==== RECORDS FOR PROCESSING

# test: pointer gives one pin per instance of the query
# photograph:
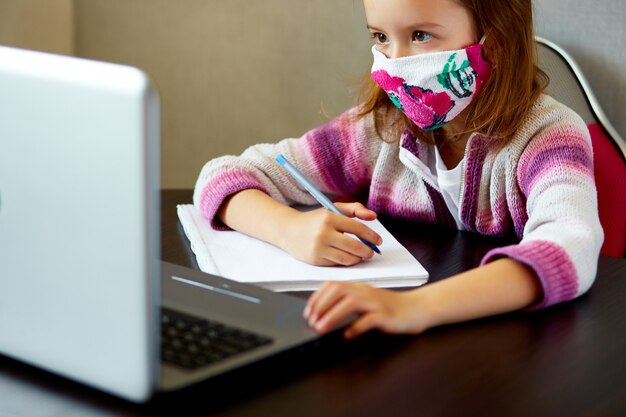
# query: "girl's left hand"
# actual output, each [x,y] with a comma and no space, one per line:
[385,310]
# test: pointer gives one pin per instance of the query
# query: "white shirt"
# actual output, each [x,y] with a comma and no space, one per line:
[449,181]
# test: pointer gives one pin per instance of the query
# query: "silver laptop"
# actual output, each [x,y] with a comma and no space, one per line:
[82,290]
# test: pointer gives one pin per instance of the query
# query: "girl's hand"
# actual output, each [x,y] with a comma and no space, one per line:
[385,310]
[319,237]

========

• STATED EXERCISE
Output every line of the listing above as a JSON list of strings, one string per line, skipping blank lines and leaving out the picture.

• FULL ANSWER
[
  "# test: pointer gives one pin per instance of the query",
  "# photograph:",
  "# query: \"girl's left hand\"",
  "# actual output, each [x,y] with a comma and no space, one per line:",
  "[385,310]",
  "# test: pointer gives one pin per instance of the query",
  "# query: \"white shirt\"",
  "# actual output, each [x,y] with a comma and no space, one per line:",
  "[449,181]",
  "# test: pointer gives one pin per instance of the query",
  "# query: \"silver laptop\"",
  "# actual output, each [x,y] with a comma and no space, one per line:",
  "[82,290]",
  "# test: pointer gives one pin per instance of the query",
  "# query: \"girl's hand\"",
  "# actual output, each [x,y] with a comma and no space, one per line:",
  "[385,310]",
  "[319,237]"
]